PROBLEM TO SOLVE: Reproduce nothing but the closing run of lines: the line with "white undertail patch." and each line that follows it to the end of the data.

DATASET:
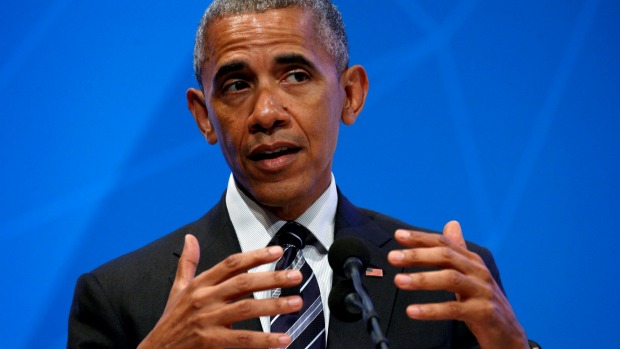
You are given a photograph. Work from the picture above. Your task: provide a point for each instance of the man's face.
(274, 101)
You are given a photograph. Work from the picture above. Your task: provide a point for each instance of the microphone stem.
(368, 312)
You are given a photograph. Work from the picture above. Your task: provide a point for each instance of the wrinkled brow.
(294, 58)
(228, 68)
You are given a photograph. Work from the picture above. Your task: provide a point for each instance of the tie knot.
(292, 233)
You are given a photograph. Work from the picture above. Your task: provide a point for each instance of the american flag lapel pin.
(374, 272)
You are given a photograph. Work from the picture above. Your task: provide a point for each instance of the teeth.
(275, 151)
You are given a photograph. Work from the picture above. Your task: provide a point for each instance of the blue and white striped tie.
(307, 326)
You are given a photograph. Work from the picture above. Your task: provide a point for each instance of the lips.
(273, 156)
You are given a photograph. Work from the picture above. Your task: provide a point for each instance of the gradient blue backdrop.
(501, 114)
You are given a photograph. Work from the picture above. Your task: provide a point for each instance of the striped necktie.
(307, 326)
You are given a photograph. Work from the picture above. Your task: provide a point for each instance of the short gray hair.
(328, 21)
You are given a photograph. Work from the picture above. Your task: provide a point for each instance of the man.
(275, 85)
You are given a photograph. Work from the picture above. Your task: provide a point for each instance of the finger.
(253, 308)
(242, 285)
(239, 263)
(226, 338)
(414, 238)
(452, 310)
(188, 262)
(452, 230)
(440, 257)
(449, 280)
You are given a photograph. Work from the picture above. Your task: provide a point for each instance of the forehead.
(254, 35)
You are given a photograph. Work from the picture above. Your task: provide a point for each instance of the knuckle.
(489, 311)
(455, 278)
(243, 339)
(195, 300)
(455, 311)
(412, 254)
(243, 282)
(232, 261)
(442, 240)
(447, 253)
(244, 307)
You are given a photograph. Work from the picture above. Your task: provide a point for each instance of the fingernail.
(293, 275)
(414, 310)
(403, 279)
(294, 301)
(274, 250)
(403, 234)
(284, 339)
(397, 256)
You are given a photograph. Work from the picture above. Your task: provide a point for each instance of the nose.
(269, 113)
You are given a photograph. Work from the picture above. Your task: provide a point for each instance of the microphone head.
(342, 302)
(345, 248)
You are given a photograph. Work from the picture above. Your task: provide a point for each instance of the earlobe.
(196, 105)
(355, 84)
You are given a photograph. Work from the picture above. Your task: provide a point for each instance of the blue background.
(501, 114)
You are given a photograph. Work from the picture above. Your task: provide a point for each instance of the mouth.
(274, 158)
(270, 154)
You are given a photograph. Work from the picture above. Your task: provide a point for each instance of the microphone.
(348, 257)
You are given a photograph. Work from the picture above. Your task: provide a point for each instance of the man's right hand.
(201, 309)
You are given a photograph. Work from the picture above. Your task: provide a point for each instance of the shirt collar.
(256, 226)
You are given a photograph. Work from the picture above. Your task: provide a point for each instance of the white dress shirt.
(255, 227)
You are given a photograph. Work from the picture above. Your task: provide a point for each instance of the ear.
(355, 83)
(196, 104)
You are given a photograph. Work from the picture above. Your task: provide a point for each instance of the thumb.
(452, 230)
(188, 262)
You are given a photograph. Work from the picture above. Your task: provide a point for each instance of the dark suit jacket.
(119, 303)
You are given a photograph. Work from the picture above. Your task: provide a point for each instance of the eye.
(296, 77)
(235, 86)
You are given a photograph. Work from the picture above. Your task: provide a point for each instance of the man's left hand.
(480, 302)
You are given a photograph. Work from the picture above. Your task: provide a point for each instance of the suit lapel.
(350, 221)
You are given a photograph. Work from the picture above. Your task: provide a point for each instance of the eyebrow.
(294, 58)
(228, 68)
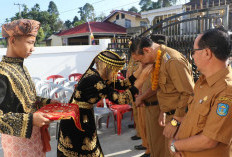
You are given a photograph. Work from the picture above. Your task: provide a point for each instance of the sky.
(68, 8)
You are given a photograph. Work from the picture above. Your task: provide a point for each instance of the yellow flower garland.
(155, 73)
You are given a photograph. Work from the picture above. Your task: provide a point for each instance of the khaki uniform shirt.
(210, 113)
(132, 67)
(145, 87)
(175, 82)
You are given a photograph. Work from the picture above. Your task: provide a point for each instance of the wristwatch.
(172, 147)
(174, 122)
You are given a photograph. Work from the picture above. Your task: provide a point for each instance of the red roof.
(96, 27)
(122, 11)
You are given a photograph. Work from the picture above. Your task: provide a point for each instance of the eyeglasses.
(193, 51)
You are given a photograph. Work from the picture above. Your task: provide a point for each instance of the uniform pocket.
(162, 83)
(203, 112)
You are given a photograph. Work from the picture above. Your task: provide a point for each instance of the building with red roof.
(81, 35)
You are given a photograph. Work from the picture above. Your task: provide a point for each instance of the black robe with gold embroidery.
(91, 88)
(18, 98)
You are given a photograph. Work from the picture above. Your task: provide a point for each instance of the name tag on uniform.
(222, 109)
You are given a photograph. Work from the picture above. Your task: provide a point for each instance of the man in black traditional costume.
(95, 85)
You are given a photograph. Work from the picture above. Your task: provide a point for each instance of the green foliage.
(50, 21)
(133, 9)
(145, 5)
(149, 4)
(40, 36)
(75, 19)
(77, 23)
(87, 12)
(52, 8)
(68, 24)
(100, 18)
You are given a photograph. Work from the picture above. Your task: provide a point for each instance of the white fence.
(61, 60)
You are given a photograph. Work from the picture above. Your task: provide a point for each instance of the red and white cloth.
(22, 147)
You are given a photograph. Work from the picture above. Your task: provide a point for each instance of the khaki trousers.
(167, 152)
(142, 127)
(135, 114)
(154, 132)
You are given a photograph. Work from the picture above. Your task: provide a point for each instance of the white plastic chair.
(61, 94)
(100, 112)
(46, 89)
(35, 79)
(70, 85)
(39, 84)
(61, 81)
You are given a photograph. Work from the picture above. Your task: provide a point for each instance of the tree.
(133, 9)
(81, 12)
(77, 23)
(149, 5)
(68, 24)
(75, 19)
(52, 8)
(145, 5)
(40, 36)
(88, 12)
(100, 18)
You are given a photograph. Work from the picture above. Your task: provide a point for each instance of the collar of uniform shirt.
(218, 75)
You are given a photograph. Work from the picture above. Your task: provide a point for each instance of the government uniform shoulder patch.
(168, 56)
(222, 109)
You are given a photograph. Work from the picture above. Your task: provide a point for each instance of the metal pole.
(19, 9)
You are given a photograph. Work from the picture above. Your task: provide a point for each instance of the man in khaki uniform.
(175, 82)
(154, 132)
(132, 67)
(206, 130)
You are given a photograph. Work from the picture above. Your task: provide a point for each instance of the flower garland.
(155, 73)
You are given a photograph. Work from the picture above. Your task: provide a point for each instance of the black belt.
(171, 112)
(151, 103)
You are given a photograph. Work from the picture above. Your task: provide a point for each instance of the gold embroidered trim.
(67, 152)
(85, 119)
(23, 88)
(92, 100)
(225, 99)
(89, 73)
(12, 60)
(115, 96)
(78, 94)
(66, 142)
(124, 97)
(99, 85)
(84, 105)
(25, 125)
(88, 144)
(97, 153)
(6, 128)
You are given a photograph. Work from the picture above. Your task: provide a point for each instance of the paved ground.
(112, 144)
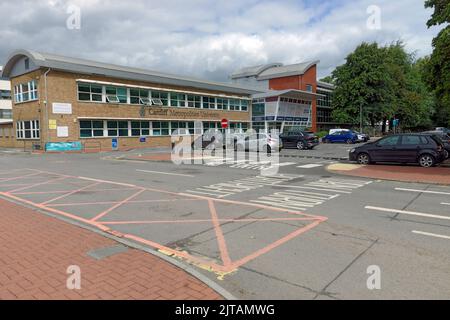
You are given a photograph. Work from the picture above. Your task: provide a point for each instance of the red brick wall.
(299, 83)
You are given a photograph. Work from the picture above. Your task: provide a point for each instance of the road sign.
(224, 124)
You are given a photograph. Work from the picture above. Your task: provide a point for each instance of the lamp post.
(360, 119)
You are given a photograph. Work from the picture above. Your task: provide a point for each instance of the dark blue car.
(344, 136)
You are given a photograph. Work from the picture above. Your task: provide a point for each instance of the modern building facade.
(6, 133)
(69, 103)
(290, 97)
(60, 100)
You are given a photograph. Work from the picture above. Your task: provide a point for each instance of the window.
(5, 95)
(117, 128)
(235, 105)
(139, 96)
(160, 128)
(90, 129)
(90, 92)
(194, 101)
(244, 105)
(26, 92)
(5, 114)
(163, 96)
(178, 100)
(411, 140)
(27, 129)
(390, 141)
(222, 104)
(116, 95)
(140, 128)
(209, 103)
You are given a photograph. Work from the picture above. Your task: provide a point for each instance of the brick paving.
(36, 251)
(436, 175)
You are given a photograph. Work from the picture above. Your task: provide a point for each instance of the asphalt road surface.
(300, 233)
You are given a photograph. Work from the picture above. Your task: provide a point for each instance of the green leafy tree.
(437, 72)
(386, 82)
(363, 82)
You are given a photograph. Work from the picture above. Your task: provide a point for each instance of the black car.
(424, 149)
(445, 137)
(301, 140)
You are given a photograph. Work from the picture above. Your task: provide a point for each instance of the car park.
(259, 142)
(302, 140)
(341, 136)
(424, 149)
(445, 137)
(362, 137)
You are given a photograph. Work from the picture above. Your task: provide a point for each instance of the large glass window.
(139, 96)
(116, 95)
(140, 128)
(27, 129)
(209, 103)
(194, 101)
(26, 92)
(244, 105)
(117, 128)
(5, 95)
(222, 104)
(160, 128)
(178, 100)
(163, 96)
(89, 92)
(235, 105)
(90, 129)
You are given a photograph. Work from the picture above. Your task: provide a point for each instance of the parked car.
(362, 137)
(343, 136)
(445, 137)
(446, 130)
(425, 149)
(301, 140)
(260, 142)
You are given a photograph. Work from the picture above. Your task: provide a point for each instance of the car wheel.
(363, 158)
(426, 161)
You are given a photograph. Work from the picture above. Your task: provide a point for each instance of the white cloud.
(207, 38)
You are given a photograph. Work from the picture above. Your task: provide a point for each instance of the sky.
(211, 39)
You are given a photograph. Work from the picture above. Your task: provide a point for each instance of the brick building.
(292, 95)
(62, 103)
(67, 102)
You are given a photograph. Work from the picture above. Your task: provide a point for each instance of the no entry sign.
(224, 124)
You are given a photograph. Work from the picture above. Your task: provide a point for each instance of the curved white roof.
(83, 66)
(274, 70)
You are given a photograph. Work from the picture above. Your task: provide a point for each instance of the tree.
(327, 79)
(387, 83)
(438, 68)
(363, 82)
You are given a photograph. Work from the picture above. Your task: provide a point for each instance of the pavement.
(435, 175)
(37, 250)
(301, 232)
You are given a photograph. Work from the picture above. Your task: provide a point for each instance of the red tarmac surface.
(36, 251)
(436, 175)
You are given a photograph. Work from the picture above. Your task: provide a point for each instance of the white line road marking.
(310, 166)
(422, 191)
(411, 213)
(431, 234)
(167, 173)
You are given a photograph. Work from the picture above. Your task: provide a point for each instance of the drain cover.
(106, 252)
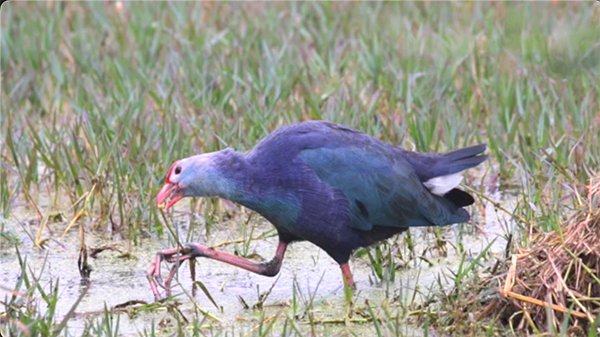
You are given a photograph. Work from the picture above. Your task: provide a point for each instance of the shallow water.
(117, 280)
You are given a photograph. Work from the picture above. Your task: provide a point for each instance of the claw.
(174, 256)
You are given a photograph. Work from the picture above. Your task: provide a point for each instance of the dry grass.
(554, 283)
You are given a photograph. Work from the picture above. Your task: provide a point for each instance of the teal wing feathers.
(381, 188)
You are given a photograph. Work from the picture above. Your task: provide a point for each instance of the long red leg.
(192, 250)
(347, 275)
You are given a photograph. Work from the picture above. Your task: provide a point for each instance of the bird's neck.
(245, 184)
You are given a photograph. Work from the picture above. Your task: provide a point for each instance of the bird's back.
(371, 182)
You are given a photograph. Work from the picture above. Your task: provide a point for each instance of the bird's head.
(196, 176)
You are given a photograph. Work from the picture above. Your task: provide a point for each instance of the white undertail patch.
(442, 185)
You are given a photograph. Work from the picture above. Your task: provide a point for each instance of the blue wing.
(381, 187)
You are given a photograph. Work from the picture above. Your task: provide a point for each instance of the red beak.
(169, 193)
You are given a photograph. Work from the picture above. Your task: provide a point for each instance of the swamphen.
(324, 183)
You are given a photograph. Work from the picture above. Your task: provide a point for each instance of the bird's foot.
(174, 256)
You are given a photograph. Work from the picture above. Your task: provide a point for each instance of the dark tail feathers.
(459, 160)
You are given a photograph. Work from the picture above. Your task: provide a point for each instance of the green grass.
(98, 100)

COMPLETE OUTPUT:
You are given a photograph. Work from the picture above. Your task: provide a point for each instance of the white undertail patch.
(442, 185)
You are given a photograph. Work from the picture above. Your task: provide a point for each instance of the blue wing.
(381, 187)
You are given a photograph. Work from the picture above. Your task: provide a point for each instance of the red beak.
(169, 193)
You are given a photograph. Work from the picture above. Your task: provide a point for each instance of the swamphen.
(324, 183)
You are given a photograph. Work from the picture above. Your task: provide a point for each instance of the bird's foot.
(174, 256)
You are given a photograph. Work from the picture above. Your task: provide a point for each instance of the dark tail feathers.
(459, 160)
You are given a photograph. Work from the picture above. Your task: provide a point for each instance of the green grass.
(98, 100)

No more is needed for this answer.